Items listed in a dataset =>
######

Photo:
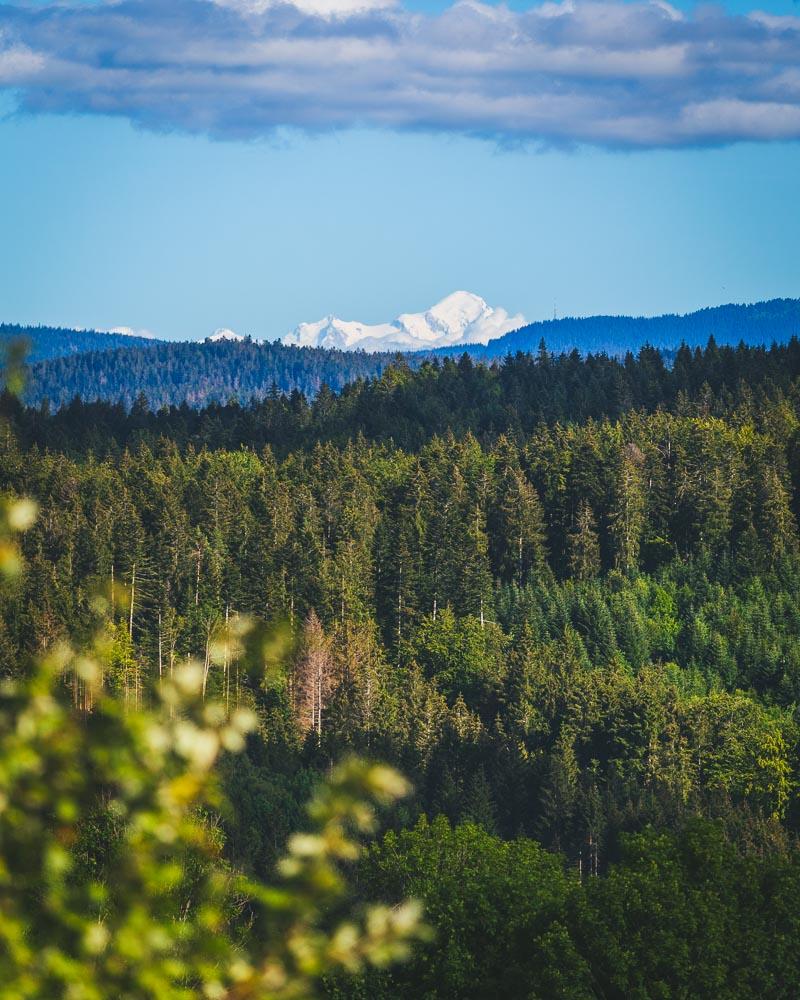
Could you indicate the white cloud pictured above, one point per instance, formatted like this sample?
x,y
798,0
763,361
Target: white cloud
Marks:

######

Goal => Could you switch every "white cloud" to "gray cloud" throughout the records, keeping all other lines the same and leaving the pictures out of your answer?

Task solution =>
Photo:
Could you indicate the gray cloud pictured above, one point per instance, formatted like this sample?
x,y
798,0
763,361
Target: gray cloud
Marks:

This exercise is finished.